━━━━━ MATERIAL TO PROCESS

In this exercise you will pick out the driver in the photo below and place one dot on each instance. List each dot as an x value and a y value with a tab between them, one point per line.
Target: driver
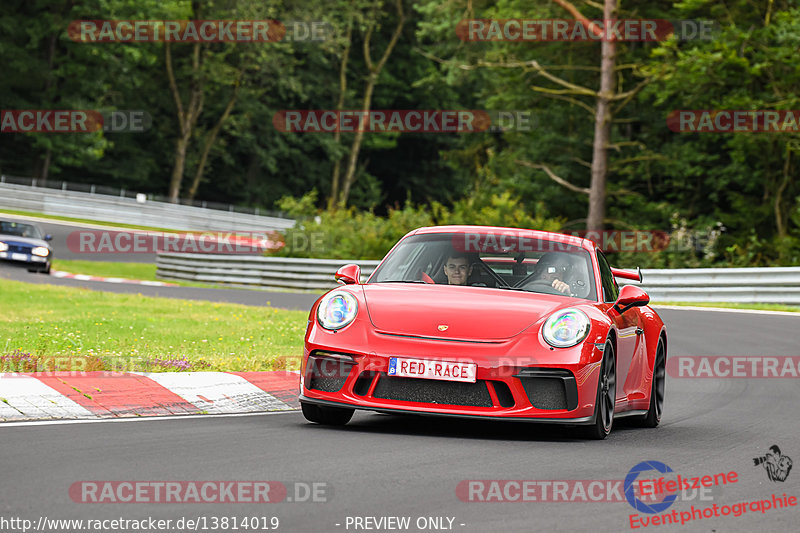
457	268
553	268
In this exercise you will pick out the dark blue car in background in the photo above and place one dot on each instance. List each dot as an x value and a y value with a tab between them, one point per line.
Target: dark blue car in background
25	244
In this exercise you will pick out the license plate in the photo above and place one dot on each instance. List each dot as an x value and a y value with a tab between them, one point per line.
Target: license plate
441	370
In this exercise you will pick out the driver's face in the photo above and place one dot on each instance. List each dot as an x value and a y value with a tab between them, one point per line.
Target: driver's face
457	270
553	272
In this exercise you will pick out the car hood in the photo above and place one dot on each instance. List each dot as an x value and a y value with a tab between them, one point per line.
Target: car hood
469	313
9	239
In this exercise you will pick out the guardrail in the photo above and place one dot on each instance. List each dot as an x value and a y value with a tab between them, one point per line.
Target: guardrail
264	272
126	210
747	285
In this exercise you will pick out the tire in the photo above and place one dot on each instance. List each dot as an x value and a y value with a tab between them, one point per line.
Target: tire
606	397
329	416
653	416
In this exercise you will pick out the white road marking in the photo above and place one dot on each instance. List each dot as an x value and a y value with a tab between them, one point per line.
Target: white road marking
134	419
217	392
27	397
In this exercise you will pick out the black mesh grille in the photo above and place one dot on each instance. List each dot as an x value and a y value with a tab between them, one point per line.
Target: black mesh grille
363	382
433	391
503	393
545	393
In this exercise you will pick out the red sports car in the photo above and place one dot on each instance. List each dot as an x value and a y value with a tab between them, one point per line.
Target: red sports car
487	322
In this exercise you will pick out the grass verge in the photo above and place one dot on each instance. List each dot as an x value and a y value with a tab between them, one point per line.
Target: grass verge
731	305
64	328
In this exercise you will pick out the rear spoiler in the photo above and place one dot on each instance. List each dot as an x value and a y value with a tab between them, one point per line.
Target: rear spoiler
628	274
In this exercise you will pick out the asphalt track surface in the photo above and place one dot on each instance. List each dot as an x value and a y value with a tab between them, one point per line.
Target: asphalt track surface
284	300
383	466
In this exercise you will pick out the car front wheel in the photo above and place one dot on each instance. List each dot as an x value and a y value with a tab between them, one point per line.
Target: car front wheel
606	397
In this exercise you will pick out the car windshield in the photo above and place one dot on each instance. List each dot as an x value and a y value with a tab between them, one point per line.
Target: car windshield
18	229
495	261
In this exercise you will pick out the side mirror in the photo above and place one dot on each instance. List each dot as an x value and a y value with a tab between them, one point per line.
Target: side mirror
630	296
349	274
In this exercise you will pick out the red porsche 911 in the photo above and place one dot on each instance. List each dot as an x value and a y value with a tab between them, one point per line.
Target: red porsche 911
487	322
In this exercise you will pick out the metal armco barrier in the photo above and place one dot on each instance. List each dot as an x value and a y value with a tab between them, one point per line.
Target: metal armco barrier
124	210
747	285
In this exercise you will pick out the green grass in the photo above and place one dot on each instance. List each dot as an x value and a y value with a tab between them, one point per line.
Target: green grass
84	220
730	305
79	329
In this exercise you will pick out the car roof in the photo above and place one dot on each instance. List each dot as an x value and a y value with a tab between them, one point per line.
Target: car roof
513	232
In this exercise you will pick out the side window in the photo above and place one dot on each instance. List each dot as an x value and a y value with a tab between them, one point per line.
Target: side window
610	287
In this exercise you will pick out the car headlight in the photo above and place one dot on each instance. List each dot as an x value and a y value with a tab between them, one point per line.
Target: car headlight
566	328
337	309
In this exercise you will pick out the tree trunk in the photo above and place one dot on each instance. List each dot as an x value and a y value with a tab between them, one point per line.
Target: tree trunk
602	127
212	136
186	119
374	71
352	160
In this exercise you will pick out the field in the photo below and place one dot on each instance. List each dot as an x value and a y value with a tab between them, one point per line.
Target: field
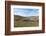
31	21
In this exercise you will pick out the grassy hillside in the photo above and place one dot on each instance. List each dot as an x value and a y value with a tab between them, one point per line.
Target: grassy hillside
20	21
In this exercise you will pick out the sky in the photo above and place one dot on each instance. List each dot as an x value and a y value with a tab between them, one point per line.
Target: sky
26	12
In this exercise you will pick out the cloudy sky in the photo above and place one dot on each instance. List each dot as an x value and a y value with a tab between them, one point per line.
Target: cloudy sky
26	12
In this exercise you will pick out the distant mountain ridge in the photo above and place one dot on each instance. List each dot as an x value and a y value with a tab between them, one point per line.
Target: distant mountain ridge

━━━━━━━━━━

TO DO:
Quote only the lines from the line containing "In this exercise you will pick out the grassy" through the end of the entries, keeping the first and the last.

CORRECT RESPONSE:
In this exercise you will pick out the grassy hillside in the photo above and place one dot on each instance. List each dot as an x value and a y value with a tab between them, one point per line.
Target: grassy hillside
20	21
In this exercise you will pick out the sky in the photo above and place one dot on each instance. List each dot as an x value and a y value with a tab between them, one point per line.
Target: sky
26	12
In this exercise you will pick out the cloudy sky in the photo above and place one dot on each instance. List each dot as an x value and a y value with a tab between them, one point per line.
Target: cloudy sky
26	12
In this exercise you will pick out the distant mountain ridge in the photo above and place one dot on each instance. List each dot as an x value and a y value with a tab between them, one point per line.
Target: distant mountain ridge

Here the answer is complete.